_About this task_.
Write the next part of the graveyard essay below, beginning after its last sentence.

I love graveyards for all that they tell us, for the lives they hint at and the peace they promise every single denizen. I suppose part of it’s that prurient fascination we all have with tragedy. The reason Old Yeller’s a classic; why people love to read Nicolas Sparks or Jodi Piccoult and listen to sad country songs; sometimes you just want to cry.
Stone is a beautiful medium.
Every tombstone’s a sculpture with a story. Some speak more artfully than others, but it’s often the most crudely carved that tell the best tales.
I like the colors and patterns of lichen on white marble. I like pictures of the deceased embedded in the stones. I like glossy new markers with sharp edges and old ones with quaint, old fashioned names.
What sparks my imagination in new and old are the hints they tell about the relationships left behind. What happened to the family of a row of children who all died in the same year? How much must a man have loved his wife when she died three decades before him, but he still chose to be buried beside her?

_Extracted entries_.
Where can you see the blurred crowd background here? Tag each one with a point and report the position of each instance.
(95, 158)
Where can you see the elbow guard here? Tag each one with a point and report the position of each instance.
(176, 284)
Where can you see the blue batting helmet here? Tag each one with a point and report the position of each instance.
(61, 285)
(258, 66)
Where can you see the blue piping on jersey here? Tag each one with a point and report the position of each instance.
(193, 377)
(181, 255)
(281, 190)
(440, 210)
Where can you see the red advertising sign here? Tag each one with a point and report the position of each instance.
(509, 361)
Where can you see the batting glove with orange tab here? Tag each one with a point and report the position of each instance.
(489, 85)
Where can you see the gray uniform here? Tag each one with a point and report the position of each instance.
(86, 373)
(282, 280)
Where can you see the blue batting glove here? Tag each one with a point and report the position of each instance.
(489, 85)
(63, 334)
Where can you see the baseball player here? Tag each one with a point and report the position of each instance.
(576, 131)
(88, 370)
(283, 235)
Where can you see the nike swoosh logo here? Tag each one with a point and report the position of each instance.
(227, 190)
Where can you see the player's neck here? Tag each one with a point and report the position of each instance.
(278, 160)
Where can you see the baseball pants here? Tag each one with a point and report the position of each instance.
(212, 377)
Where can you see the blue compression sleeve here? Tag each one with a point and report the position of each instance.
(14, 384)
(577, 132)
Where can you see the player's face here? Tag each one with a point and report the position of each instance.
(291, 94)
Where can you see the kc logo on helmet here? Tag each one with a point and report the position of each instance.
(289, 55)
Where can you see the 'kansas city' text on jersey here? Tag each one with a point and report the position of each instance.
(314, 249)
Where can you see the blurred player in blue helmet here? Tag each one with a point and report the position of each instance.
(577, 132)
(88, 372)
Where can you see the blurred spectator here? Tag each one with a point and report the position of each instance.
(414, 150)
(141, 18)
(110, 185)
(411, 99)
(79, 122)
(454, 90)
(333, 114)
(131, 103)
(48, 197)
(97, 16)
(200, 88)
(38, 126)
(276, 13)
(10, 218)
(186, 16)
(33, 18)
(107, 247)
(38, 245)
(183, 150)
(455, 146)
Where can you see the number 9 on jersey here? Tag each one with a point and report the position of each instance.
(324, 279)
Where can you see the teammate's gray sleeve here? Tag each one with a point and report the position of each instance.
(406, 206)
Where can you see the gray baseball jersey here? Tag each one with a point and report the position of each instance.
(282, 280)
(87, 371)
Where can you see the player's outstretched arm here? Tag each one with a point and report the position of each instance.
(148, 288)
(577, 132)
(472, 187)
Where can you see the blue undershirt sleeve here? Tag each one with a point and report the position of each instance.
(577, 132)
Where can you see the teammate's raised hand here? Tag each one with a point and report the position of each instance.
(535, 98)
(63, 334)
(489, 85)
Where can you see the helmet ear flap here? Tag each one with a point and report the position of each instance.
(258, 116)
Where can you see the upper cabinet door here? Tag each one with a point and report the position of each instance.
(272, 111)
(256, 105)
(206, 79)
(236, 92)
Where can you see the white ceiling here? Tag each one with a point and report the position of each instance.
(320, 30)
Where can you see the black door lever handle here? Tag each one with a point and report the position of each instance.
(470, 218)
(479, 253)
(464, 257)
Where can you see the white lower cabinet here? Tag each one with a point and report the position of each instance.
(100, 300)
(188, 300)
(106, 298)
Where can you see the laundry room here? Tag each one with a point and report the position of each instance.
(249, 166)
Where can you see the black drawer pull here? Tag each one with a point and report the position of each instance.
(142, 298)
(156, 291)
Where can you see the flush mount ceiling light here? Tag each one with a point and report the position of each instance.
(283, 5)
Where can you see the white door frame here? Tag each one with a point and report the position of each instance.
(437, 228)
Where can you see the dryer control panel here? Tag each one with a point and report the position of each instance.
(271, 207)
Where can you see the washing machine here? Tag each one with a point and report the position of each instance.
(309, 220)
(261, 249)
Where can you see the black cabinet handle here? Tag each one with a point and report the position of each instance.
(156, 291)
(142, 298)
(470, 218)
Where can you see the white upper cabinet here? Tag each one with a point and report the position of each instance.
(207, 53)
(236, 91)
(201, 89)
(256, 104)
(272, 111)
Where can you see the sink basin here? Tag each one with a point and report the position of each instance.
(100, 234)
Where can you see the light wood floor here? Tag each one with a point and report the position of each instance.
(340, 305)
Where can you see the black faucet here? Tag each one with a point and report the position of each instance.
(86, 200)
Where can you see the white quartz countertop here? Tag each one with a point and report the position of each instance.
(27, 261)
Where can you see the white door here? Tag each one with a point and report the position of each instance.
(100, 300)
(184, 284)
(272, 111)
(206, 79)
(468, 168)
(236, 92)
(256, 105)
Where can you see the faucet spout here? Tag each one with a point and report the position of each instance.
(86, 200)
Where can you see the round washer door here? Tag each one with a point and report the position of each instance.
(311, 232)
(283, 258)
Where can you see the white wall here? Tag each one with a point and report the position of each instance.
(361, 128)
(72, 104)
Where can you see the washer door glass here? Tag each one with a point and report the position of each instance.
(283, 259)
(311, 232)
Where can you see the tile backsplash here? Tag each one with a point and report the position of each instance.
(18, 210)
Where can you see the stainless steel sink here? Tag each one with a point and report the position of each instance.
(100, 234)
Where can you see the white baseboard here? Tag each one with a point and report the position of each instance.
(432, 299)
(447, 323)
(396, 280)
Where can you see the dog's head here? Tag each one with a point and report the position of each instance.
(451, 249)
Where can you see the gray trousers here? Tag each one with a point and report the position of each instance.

_Result below_.
I ran across one way out in the country the other day. It was a small cemetery on a hill thrust up from among soybean and corn fields. There were about a hundred people buried there. The most recent grave was less than a decade old, a double stone. A boy, 13 years old, was buried on the right, “beloved son.” On the left was his “loving father.” The father’s name was there, his birth date, but no death date. No mom. Toy race cars and new silk flowers lay on the boy’s side. Dad’s side was clean, empty. Somewhere, here in my world, Dad was waiting for the day he’d see his son again.
Doesn’t that make you wonder? It’s amazing how much a few words, a trinket or two and couple of dates in stone can convey about a life, and a death.
Kearney Missouri, a town of only 10,000 boasts three nice, old cemeteries.
The notorious outlaw Jessie James is buried (reburied and DNA verified) in Mt. Olivet Cemetery. If you’re into that kind of tombstone tourism, definitely check it out. Kearney’s not shy about claiming its fallen son. Visit his family farm nearby. There’s a Jesse James festival every summer and a gorgeous park in town named after him.
Mount Olivet, Kearney, Missouri
A few blocks from Mt. Olivet is, Fairview Cemetery.
Nobody famous or infamous buried here as far as I could tell. It’s still in town, but off the main drag. Mature trees and pastures border three sides. Nice spot.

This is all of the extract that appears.